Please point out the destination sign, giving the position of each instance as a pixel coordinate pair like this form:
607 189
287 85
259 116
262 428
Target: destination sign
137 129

******************************

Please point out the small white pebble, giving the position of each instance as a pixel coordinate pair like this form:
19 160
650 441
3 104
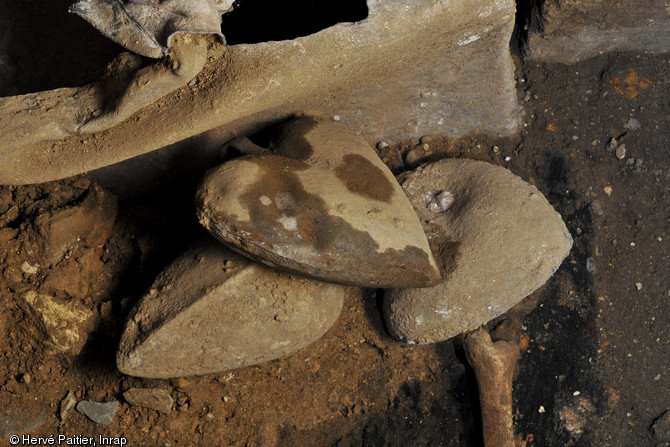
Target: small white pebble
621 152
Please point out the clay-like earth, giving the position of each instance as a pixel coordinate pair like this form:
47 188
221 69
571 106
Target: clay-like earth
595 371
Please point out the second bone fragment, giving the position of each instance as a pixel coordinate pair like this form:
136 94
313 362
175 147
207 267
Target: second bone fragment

******************************

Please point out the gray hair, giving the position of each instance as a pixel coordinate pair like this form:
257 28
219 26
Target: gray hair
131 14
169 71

******************************

**Your assignment**. Could you work out how many lines in the material contain the word "bone"? Reply with the number only.

**Solution to this exercise**. 2